Some records:
┄┄┄┄┄┄┄┄┄┄

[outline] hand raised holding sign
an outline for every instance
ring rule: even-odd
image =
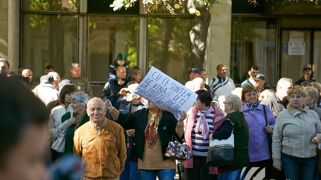
[[[129,92],[129,89],[128,88],[123,88],[119,91],[119,94],[126,95],[127,94],[127,92]]]
[[[187,117],[187,114],[185,111],[183,111],[183,113],[180,113],[180,116],[181,116],[181,118],[178,120],[180,122],[183,122]]]
[[[107,110],[111,112],[114,109],[114,107],[112,106],[111,102],[108,100],[105,100],[105,108],[107,108]]]

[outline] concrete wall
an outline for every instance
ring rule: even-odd
[[[10,70],[17,74],[20,54],[20,0],[9,0],[9,9],[8,60]]]
[[[206,62],[208,83],[217,75],[216,66],[220,64],[230,68],[232,0],[219,0],[211,10]],[[229,76],[230,72],[227,72]]]
[[[9,0],[0,0],[0,58],[8,58]]]

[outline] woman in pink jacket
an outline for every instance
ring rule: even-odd
[[[206,164],[209,148],[210,134],[218,128],[224,118],[223,113],[211,104],[212,96],[206,90],[195,92],[198,96],[194,106],[187,112],[184,120],[186,144],[190,146],[193,158],[183,162],[186,180],[214,180],[217,168]]]

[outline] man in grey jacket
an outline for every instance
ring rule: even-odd
[[[286,106],[289,103],[287,92],[292,87],[292,80],[286,78],[280,78],[277,82],[276,92],[262,100],[261,104],[267,105],[276,118],[280,112],[286,108]]]

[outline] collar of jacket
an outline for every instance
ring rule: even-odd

┄┄┄┄┄┄┄┄┄┄

Task details: Rewrite the records above as a numbered list, one line per item, skipping blank lines and leaving out the picture.

Exercise output:
1. [outline] hand raised holding sign
2. an outline for every instance
3. ring rule: even-odd
4. image =
5. [[[129,92],[129,89],[128,88],[123,88],[119,91],[119,94],[126,95],[127,94],[127,92]]]
6. [[[187,117],[187,114],[185,111],[183,111],[183,113],[180,113],[180,116],[181,116],[181,118],[178,120],[180,122],[183,122]]]
7. [[[107,110],[111,112],[114,109],[114,107],[112,106],[111,102],[108,100],[105,100],[105,108],[107,108]]]
8. [outline] concrete wall
9. an outline for every instance
10. ring rule: even-odd
11. [[[10,70],[17,74],[20,54],[20,0],[9,0],[9,9],[8,60]]]
12. [[[206,62],[208,83],[217,75],[216,66],[220,64],[230,68],[232,0],[219,0],[211,10]],[[229,76],[230,72],[227,72]]]
13. [[[9,0],[0,0],[0,58],[8,58]]]
14. [outline] woman in pink jacket
15. an outline for every instance
16. ring rule: even-odd
17. [[[206,164],[209,148],[210,134],[218,128],[224,118],[223,113],[211,104],[212,96],[206,90],[195,92],[198,96],[194,106],[187,112],[184,120],[186,144],[190,146],[193,158],[183,162],[186,180],[214,180],[217,168]]]
18. [outline] man in grey jacket
19. an outline for every instance
20. ring rule: even-odd
21. [[[286,106],[289,103],[287,92],[292,87],[292,80],[286,78],[280,78],[277,82],[276,92],[262,100],[261,104],[267,105],[276,118],[280,112],[286,108]]]
22. [outline] collar of jacket
23. an outline for every instance
24. ring rule: even-odd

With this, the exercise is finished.